-- Provided text start --
Repository manager is responsible to communicating with NVIDIA Cloud repository or local workspace based on operation or arguments to operation.

NVIDIA Cloud Repository

Extensions from Nvidia for public access are published in Nvidia Cloud repository. External users can access these extensions using registry repo sync -n ngc-public command. This command downloads all published extensions metadata to Cache on local disk.

Local Workspace

Local workspace is provided for Development Workflow. Registry stores current development version of extension in local workspace. Default workspace path used by Registry is /tmp/nvgraph_workspace. It stores only one version so it will overwrite whenever user updates version of extension and adds it to registry.

Note

Update NVGRAPH_REGISTRY_ROOT environment variable to change local workspace path.

Cache

Graph Composer workflow depends on extensions which is a collection of components as per Graph Specification. Extensions must be added to registry before those can be accessed by Composer. Extension workflow can be described using below steps

  1. Impl

In the development workflow for Graph Composer, the registry is responsible for parsing an extension library and extracting the metadata of the related extensions and components. This can be achieved by adding a call to the bazel registration rule provided by the registry module. The registration process also provides the ability to add some additional information regarding the extension itself which may not be available in the binary. These include metadata like NGC labels, url to the source repository of the extension, headers and data files related to the extension etc. The target related metadata like OS, arch, and distribution along with any other compute stack dependencies(like CUDA) which are needed during deployment must also be provided.
-- Provided text end --
-- Listing start --
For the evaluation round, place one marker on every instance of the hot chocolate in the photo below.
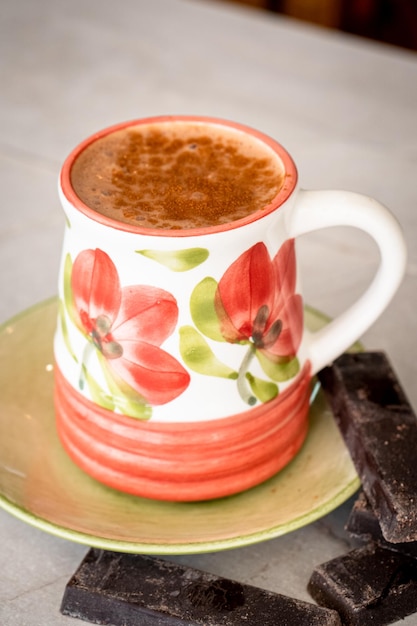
(177, 175)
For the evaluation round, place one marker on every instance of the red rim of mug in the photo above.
(290, 179)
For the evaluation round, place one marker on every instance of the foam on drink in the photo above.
(177, 175)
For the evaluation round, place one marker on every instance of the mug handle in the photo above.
(314, 210)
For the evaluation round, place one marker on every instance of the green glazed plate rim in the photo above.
(41, 486)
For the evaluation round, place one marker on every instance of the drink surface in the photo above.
(177, 175)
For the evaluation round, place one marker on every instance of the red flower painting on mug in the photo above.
(256, 302)
(254, 305)
(127, 325)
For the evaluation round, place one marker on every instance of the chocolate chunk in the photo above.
(368, 586)
(364, 526)
(127, 590)
(380, 431)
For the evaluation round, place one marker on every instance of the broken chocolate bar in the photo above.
(370, 586)
(380, 430)
(127, 590)
(363, 525)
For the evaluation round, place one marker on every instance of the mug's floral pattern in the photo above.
(126, 326)
(253, 305)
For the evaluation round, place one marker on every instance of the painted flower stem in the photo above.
(87, 352)
(242, 383)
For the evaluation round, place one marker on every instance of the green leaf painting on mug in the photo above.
(177, 260)
(125, 398)
(199, 357)
(254, 305)
(203, 309)
(264, 390)
(64, 329)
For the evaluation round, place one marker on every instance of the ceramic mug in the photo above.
(182, 365)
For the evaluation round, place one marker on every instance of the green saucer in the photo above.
(40, 485)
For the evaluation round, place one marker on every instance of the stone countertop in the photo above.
(344, 107)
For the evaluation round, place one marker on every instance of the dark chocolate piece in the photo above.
(127, 590)
(370, 586)
(363, 525)
(380, 431)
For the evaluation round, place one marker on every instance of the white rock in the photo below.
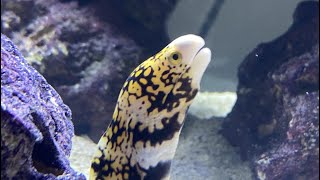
(213, 104)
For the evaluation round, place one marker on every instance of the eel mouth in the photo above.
(199, 65)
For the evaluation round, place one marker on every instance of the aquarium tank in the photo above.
(159, 89)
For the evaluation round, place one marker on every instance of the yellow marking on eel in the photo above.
(142, 138)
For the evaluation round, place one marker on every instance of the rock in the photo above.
(86, 51)
(275, 121)
(212, 104)
(80, 157)
(36, 127)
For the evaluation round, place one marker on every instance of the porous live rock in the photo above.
(86, 52)
(275, 121)
(36, 127)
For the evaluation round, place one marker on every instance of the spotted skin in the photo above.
(141, 140)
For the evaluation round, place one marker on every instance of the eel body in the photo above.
(142, 138)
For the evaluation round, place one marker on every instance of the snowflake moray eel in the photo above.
(142, 138)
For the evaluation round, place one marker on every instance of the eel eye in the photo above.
(175, 58)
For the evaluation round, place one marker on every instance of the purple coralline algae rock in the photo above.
(86, 49)
(36, 127)
(275, 121)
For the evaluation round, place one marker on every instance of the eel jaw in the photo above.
(188, 45)
(199, 65)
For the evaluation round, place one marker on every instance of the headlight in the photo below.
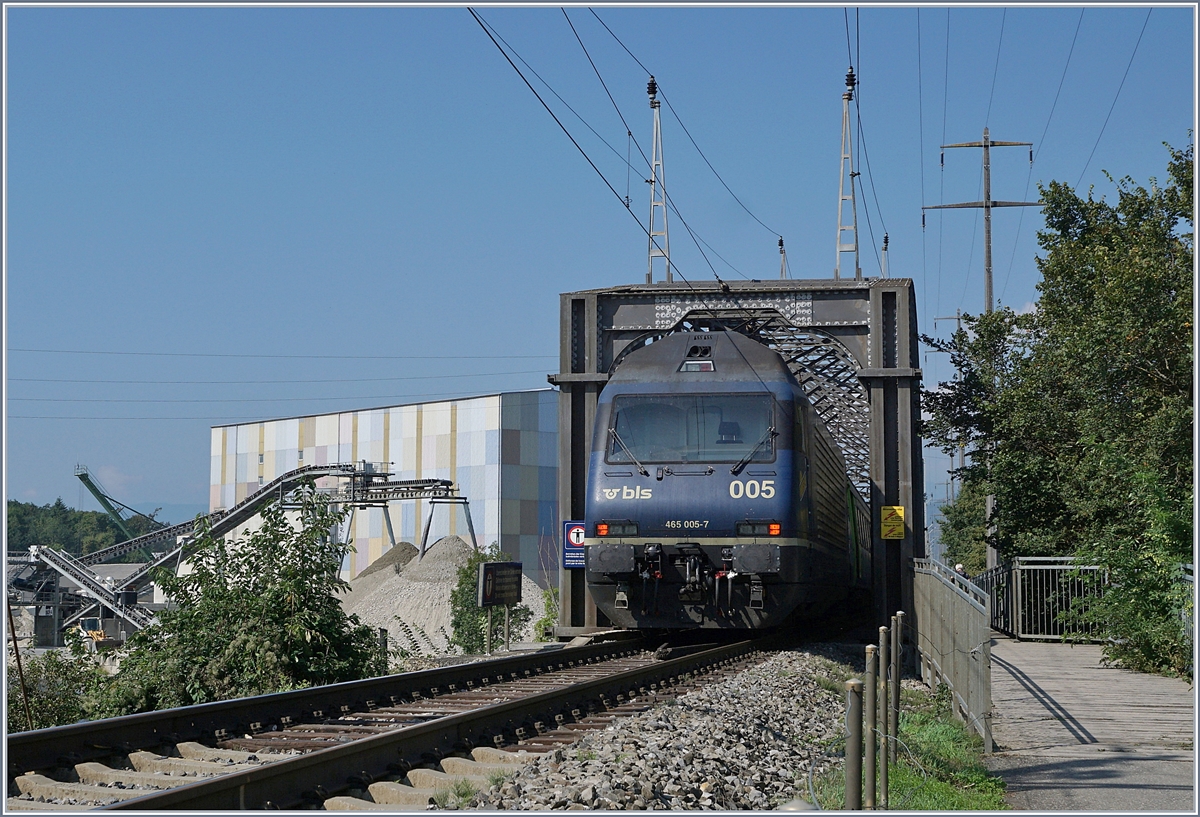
(624, 528)
(753, 528)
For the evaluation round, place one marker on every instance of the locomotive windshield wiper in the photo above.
(771, 433)
(629, 454)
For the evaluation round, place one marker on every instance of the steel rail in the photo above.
(67, 745)
(310, 779)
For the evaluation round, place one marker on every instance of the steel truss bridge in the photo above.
(851, 344)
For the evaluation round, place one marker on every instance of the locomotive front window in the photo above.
(678, 428)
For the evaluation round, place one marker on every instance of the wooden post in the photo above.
-- Listing end --
**Request 1:** In the registry text, swap "/tmp/nvgraph_workspace" for "/var/nvgraph_workspace" and give the passage starting with "Repository manager is" and going on through "it to registry.".
**Request 2:** Carry on the registry text from the point where it stops.
The items have no connection to the registry text.

**Exercise output 1:**
Repository manager is responsible to communicating with NVIDIA Cloud repository or local workspace based on operation or arguments to operation.

NVIDIA Cloud Repository

Extensions from Nvidia for public access are published in Nvidia Cloud repository. External users can access these extensions using registry repo sync -n ngc-public command. This command downloads all published extensions metadata to Cache on local disk.

Local Workspace

Local workspace is provided for Development Workflow. Registry stores current development version of extension in local workspace. Default workspace path used by Registry is /var/nvgraph_workspace. It stores only one version so it will overwrite whenever user updates version of extension and adds it to registry.

**Exercise output 2:**
The next stage in the development workflow is being able to share an extension with other developers and peers which can be achieved using NGC (Nvidia GPU cloud). To publish an extension to NGC, a user account must be setup and an API key must be generated which is equivalent to the credentials for the NGC account. This API key along with the along with team and org which the user account has access to must be configured using the registry CLI tool. Once this has been setup, the registry CLI tool can be used to publish/import/sync extensions to and from NGC.

The deployment workflow in nvgraphs start with creating the graphs. The registry interacts with the composer to provide the metadata generated during the registration and synchronization process which is useful for graph creation. The registry maintains this information in its cache locally and its readily available for composer. The extensions present in the local cache can be either added by registering the extension locally or by importing them via NGC. The registry does maintain the source repository of an extension which would be used during deployment.

Once the graph is created using the composer, it can be deployed locally on the bare metal host or in a containerized application via the container builder. The registry parses the graph file and prepares a manifest of all the extensions and their dependent extensions along with an archive package for deployment.

Components of Registry

This section provides details of the components of the NvGraph Registry.

Registry Repositories

A registry repository is a collection of extensions and their corresponding files including extension metadata, headers, extension shared library and any additional binary and data files that are required for deployment. There are two types of registry repositories - Local and NGC repository.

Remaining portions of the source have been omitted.